Copy the passage on gender cues in robot design from "The robot Flobi" up to and including "hair and mouth.", changing "robotic head" to "humanoid head".
***** EXTRACT *****
The robot Flobi [27] is also worth mentioning, as it is a robotic head that was projected in a modular way, in order to be easily characterised as male or female, through the use of different sets of hair and mouth.

1.2. Anthropometrics

The present research will shed more light on the role of visual gender cues in robots, as these are particularly crucial for product design.

Thus, we aimed to investigate the perception of gender in robot design, focusing specifically on the proportion between chest, waist, and hips to indicate robot gender. By manipulating body proportions, it will be possible to influence user perception of the robot gender, as documented in previous research, and in particular for humanoids, enhance the feeling of intimacy. The novelty in the present paper consists in the manipulation of body proportions, which although extensively studied in anthropometrics, has never been done before on pictures of robot bodies.

We explore the chest–hip ratio and waist–hip ratio as subtle visual cues that are utilised to form gender-based impressions of novel robot prototypes. In anthropometrics, shoulder-to-hip ratio (SHR), chest-to-hip ratio (CHR), and waist-to-hip ratio (WHR) are typical indicators of human body types. We reviewed a number of studies that inspired the stimuli we used which were produced by a professional designer: in our study, a figure of a generic robot was used and adapted to different combinations of CHR and WHR.

In [28], shoulder-to-hip ratio was measured for human models: an average SHR of 1.39 was found for male models and a SHR of 1.23 was obtained for females. In comparison, average males had a SHR of 1.21, while average females had a SHR of 1.08. In their experiment [28], the authors used stimuli that were characterised as having a SHR of 1.2 for males and a SHR of 1.05 for females.

Chest-to-hip ratio represents a similar metric which does not take into account shoulder width. It is used in product design: for example, in the female doll “Bratz”, the CHR was 0.82. This CHR score is similar to that of an adolescent female body [29].
***** SOURCE DATA *****
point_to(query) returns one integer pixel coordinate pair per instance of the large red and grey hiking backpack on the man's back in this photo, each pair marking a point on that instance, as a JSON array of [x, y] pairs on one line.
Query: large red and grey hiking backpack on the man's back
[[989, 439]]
*****
- SOLVED PROBLEM
The robot Flobi [27] is also worth mentioning, as it is a humanoid head that was projected in a modular way, in order to be easily characterised as male or female, through the use of different sets of hair and mouth.